** Dataset excerpts **
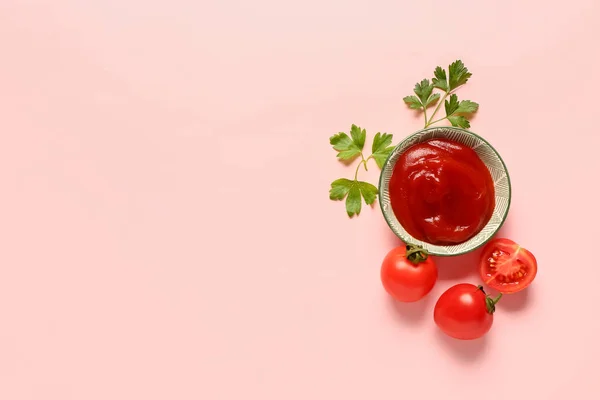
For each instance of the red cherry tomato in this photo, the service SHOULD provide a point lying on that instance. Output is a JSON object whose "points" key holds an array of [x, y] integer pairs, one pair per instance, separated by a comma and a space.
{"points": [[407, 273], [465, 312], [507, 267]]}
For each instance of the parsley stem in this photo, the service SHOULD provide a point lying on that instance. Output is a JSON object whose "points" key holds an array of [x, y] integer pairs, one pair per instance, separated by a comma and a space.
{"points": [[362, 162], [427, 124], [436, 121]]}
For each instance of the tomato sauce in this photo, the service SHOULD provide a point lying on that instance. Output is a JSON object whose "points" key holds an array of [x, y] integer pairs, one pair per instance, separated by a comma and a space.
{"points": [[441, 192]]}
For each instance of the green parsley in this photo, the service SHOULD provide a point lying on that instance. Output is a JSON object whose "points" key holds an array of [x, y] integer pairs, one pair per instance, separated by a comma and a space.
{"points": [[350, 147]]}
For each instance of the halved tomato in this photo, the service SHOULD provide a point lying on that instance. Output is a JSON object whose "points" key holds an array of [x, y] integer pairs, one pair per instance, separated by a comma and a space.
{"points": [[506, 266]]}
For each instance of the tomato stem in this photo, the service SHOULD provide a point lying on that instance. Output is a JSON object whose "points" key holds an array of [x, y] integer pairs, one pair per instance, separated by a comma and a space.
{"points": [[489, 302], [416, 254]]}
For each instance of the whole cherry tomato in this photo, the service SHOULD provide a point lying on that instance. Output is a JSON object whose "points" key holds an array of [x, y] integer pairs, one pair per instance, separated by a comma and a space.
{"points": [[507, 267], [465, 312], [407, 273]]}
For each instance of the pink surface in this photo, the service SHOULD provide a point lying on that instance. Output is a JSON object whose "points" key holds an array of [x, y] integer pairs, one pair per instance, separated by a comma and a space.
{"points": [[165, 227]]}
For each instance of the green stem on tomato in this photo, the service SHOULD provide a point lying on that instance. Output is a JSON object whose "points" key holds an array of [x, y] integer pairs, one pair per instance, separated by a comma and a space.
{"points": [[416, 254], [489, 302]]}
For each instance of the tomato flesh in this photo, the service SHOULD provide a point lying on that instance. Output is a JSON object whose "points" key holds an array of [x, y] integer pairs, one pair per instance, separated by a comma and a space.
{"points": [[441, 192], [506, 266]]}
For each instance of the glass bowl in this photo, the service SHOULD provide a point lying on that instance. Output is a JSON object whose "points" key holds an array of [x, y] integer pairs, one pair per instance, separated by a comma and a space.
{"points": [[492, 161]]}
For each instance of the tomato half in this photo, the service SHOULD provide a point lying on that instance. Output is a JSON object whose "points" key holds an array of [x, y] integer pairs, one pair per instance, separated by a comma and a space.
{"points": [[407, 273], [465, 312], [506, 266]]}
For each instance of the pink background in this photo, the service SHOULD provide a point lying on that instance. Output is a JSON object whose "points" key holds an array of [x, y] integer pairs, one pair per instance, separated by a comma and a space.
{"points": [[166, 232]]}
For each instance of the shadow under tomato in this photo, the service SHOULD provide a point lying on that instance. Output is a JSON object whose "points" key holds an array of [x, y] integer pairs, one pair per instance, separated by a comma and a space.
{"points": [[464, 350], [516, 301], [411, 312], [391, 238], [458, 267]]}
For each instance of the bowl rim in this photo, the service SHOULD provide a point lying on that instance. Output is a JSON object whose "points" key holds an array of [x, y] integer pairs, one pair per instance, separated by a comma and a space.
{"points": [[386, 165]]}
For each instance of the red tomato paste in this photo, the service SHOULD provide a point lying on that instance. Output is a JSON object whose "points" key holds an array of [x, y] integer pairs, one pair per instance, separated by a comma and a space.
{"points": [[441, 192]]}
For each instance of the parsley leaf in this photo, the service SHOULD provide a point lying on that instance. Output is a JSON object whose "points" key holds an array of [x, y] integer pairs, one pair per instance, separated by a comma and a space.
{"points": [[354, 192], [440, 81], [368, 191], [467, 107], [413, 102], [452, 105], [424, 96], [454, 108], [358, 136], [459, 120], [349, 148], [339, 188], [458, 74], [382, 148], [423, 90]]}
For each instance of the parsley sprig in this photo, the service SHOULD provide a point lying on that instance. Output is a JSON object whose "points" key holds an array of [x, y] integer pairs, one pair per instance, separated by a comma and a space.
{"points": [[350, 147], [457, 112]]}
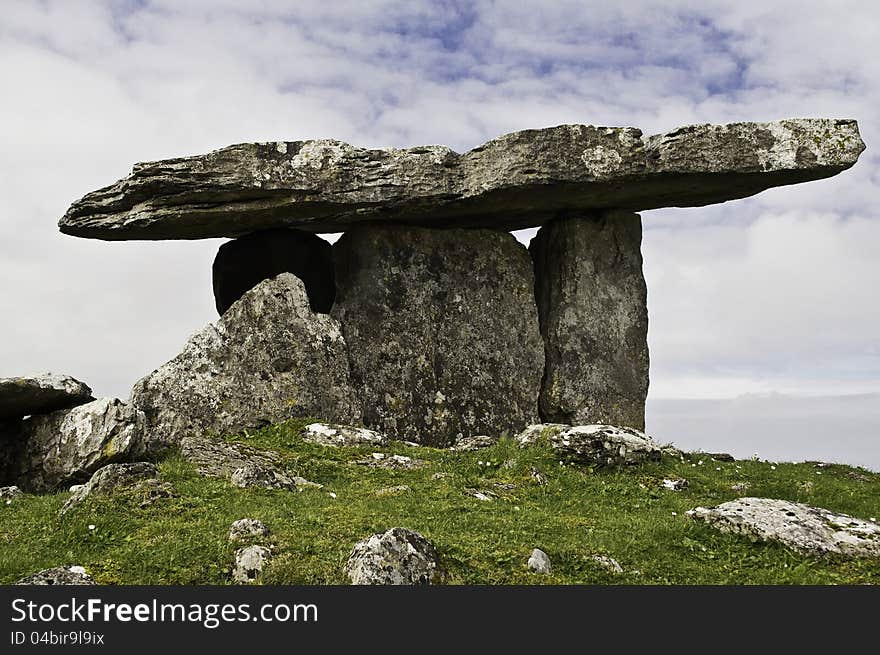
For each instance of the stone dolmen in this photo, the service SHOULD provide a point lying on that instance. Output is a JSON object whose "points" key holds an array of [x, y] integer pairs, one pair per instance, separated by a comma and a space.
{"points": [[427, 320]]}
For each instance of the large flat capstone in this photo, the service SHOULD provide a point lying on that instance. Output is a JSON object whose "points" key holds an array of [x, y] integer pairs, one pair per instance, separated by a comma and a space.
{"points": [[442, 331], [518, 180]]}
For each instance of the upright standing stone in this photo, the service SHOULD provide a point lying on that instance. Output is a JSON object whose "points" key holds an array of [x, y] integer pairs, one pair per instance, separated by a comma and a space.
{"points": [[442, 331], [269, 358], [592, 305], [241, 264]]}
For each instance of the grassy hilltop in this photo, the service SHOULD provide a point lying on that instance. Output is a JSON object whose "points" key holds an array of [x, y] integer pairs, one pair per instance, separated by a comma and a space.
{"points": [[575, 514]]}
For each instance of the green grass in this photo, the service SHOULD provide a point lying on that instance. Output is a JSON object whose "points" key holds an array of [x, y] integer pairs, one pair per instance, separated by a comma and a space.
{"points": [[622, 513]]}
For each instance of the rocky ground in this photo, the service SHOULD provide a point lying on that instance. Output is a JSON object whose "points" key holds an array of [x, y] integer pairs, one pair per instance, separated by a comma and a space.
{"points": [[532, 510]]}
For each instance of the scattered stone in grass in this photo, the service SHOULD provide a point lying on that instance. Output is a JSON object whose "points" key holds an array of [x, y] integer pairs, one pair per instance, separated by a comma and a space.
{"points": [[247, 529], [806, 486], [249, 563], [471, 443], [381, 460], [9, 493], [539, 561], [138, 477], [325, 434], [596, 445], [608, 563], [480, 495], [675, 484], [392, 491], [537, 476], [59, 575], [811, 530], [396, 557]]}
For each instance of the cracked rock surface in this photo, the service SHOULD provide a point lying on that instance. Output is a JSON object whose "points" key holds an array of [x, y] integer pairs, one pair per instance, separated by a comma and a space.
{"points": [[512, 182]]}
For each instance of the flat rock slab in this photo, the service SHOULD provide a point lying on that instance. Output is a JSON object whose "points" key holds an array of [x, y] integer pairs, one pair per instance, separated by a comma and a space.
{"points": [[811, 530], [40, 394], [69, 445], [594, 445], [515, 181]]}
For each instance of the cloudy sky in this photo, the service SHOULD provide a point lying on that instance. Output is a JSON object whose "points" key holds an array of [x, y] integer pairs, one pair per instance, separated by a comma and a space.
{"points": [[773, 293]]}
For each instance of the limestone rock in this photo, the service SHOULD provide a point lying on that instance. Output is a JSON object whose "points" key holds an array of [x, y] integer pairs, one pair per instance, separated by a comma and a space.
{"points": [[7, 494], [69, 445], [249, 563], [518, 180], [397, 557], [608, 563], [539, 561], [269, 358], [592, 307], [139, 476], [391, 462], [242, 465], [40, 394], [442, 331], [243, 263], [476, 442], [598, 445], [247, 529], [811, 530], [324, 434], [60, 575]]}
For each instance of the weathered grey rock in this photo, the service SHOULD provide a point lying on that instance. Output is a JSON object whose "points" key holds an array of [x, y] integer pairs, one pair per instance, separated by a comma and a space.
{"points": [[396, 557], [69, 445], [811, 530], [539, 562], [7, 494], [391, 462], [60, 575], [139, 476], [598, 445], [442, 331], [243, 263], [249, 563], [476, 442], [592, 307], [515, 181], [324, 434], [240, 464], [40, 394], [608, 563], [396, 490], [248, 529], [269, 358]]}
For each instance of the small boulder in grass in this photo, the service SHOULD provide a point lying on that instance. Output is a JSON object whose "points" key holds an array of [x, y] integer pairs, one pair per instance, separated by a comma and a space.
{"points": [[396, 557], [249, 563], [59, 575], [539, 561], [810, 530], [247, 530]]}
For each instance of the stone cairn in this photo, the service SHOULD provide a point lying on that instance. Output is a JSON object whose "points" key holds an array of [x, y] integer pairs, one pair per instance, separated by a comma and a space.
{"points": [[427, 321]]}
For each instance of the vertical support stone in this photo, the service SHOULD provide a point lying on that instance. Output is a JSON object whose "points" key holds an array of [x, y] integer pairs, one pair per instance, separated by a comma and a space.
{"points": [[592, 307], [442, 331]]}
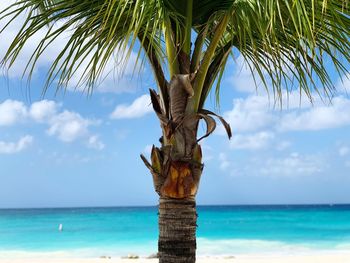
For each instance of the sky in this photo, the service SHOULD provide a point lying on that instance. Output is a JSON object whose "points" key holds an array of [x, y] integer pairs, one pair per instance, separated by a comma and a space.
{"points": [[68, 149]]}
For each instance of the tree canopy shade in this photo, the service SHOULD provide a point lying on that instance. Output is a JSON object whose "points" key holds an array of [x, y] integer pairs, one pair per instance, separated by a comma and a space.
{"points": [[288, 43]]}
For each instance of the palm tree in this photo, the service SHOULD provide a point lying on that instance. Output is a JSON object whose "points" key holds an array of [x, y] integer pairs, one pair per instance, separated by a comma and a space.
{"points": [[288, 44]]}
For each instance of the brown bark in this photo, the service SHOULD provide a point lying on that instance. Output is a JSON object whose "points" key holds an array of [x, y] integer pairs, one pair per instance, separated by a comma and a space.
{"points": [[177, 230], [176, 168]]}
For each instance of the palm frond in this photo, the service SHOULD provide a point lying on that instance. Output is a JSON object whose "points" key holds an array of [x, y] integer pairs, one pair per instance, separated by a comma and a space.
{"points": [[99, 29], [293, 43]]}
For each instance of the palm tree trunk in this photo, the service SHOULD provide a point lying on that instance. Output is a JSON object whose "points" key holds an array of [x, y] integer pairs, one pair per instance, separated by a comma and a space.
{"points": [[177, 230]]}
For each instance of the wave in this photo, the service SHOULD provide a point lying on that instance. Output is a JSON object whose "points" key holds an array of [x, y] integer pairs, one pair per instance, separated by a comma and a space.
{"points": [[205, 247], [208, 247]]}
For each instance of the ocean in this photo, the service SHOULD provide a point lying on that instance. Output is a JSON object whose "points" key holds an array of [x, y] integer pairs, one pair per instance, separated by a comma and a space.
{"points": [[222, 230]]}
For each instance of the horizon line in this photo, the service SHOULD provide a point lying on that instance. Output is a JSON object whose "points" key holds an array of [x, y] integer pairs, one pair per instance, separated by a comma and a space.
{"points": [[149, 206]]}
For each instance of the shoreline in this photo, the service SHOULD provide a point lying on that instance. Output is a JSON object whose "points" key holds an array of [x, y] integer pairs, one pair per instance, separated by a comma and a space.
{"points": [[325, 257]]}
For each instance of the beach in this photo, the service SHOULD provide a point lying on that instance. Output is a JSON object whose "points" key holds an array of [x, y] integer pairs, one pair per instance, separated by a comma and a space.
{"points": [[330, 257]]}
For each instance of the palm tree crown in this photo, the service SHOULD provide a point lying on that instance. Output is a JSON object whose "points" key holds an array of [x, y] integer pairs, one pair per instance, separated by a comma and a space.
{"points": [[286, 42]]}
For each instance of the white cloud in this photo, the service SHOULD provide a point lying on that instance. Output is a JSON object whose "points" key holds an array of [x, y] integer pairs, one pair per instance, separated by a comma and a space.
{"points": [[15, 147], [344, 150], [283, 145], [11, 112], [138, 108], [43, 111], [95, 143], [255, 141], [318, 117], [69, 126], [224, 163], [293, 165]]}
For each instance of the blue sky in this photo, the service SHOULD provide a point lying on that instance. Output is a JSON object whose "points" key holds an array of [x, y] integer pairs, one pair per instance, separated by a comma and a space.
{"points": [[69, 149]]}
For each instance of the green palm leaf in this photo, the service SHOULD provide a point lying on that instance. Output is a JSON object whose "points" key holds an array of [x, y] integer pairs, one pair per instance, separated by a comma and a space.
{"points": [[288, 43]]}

** Aim of the task **
Write out exactly the lines from the line holding "For each instance of the blue" through the last line of the data, and nothing besides those lines.

** Response to this task **
For each instance of the blue sky in this photo, the service SHOULD provide a point lying on that instance. Output is a JSON object whose "points" key holds an array of [x, y] integer pairs, one pair per instance, separated by a comma and a space.
{"points": [[69, 149]]}
For each instance of the green palm leaf in this photo, the service SHOULD provide a point lying on that instance. Output is a JSON object whose "points" key holds an array of [x, y] integer pairs, one pair per instance, separated by a comma and a space.
{"points": [[288, 43]]}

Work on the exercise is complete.